> [PROMPT 1]: List every score value given as a number in the passage on PPG grant review.
> [PROMPT 2]: Carry on writing the passage on PPG grant review from the point where it stops.

##### PROVIDED TEXT

What seems to have caused this problem was that an application would come to the Parent Committee
from the first-tier review with an average score of 1.5 for the subprojects. The Parent Committee must
give a single overall score, and because they can only give an integer score, they can only give
applications a score of 1 or 2 in such cases. They all wish they could use a tenth-point scale, allowing a
final score of 1.3 or 1.7, for example. The current funding problem seems directly related to this lack of
ability to discriminate between grants in a fine-grained manner.
Dr. Crapo moved on to a series of recommendations.
Recommendation 1 is a unanimous endorsement of the PPG program’s unique value. It enables largescale
science and ambitious projects, has high productivity, and does much more. The PPGs are a
unique asset to NHLBI. They provide training environments and enhance the credibility of host
institutions. They change investigators’ ability to obtain resources at the local institution and they
change the national and international reputation of both the host institution and NHLBI.
Recommendation 2 concerns ways to tackle the difficult problem of changing the scoring system. The
group recommends that no score be given by the tailored review committee for the subprojects. They
recommend modifications to the two-tier review system, including the following: the first-tier review will
discuss the subprojects and give a scoring range for each. In addition, the review group will give a
written summary of the overall PPG applications potential innovation, impact, value, and importance.
This will allow the Parent Committee to use a broader scoring range. These changes will help the
scores to be more naturally spread. The minimum cutoff score for funding should not be made public.

##########
##### GIVEN INFORMATION

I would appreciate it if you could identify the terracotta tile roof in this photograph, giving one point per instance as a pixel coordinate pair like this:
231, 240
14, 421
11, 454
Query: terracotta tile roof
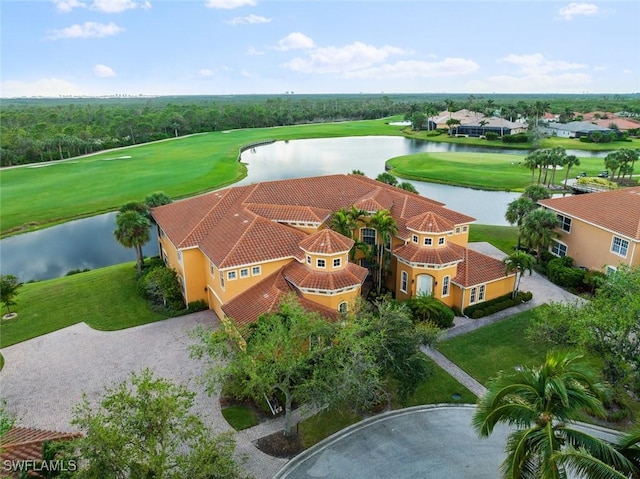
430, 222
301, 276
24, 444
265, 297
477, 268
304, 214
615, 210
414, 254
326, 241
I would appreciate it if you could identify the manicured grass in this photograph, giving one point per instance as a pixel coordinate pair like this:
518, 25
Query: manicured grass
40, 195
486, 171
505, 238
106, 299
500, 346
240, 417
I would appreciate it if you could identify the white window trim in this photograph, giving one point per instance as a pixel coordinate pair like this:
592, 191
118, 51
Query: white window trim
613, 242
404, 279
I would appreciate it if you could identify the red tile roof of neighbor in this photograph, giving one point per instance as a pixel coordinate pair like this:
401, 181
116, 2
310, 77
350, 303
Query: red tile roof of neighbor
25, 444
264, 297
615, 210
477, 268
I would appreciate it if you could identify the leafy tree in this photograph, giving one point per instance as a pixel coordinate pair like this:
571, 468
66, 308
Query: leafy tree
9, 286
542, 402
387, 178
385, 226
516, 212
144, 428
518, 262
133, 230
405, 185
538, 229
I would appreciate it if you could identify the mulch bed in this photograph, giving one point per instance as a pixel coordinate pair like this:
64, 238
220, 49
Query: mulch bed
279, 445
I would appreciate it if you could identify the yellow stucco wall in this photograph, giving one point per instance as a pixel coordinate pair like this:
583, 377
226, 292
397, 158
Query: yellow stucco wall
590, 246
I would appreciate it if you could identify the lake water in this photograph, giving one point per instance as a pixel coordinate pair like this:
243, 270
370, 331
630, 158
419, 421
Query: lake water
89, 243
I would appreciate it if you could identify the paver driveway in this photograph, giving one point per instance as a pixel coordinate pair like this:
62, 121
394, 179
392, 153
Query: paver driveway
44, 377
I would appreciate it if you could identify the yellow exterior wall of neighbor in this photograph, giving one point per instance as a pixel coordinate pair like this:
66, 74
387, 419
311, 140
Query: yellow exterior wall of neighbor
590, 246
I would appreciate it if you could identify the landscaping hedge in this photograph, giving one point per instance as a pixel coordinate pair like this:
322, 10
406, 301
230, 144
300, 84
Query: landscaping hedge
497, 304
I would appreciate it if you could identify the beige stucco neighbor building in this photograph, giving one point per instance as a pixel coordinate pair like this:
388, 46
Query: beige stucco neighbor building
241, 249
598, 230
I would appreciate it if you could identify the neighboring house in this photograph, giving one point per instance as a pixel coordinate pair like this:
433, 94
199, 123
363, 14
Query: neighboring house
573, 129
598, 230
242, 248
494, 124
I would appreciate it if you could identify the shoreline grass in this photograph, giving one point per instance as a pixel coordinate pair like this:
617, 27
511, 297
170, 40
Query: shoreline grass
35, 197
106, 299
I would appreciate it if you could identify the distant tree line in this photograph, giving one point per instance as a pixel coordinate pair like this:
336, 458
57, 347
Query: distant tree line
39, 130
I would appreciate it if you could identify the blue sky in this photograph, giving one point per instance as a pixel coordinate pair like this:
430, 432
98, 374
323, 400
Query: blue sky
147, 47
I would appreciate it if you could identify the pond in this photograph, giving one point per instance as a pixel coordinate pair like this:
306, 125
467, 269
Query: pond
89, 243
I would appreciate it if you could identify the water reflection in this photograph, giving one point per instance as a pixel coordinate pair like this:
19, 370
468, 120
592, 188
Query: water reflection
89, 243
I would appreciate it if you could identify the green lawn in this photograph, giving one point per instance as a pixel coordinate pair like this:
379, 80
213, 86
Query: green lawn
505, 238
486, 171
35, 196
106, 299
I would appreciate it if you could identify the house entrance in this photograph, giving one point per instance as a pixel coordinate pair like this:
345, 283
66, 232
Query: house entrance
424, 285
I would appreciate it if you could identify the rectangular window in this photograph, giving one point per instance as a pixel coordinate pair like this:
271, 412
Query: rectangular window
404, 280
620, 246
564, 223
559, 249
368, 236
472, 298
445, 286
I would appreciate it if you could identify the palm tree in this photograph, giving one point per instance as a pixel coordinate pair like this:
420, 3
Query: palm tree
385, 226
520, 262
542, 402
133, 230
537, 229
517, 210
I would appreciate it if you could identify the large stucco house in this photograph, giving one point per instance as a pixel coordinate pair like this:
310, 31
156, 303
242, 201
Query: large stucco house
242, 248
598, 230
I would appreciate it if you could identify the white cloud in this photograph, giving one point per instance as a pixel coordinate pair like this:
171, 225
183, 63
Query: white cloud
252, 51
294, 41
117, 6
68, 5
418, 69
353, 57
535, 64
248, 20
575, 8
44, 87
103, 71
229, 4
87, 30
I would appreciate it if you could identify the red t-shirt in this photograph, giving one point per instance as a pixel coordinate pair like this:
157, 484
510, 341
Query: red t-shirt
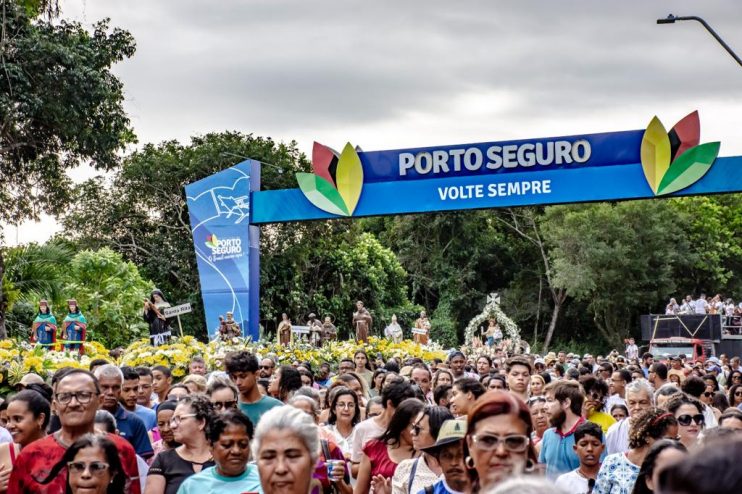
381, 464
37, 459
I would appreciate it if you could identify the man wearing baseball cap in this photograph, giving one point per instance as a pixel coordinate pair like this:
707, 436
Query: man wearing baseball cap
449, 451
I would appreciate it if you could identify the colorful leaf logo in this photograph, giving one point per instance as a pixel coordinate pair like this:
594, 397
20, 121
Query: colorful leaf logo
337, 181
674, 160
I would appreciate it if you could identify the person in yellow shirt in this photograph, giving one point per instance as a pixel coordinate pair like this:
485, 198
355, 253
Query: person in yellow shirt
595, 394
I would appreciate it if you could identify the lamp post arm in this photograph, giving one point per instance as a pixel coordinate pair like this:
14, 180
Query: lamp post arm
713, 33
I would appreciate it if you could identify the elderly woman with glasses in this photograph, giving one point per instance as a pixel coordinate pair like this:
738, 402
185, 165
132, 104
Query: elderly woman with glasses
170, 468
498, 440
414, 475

##########

> [OUTPUT 1]: 1.5, 1, 2, 1.3, 1.7

> [OUTPUT 2]:
This will restore the community’s confidence in being able to compete. Another question is how to
improve communication between the tailored review group and the Parent Committee. Possibilities
include adding an additional Parent Committee member to the tailored committee, adding an ad hoc
expert, and possibly reinstating reverse site visits to enhance communication in the review process.
This should be a primary goal. The Working Group also recommends an obligation for the Parent
Committee to rank applications that end up with tied scores.
Recommendation 3 is to increase the flexibility of multi-investigator applications. As one example of
how this might happen, the Working Group proposes what it calls a Horizon Award. Instead of a PPG
consisting of three separate subprojects, this award would be for one integrated initiative whose
“subprojects” would not be separate, but would instead be components essential to the topic, none of
which could stand by itself. The proposal is for a funding cap of $2 million/year direct. This award is an
attempt to recognize where science is today. This would not just be three projects with a similar theme,
but instead a single interesting and powerful award that could focus multiple cutting-edge disciplines on
a single important question. The proposal is that this would be in addition to the current PPG program,
not replace it.
Recommendation 4 concerns the need for greater support for ESIs in the PPG program. The idea is to
offer the option of supplemental awards for ESIs. If submitted with the initial application, these
supplemental awards would be reviewed with the PPG application but would not count in its score. The
funding cap for one of these supplemental awards would be $200,000. Because this would be a
supplemental award, it would not take away a person’s ESI status, but it would put the investigator on
the PPG team. This is a novel and potentially successful way to support new investigators.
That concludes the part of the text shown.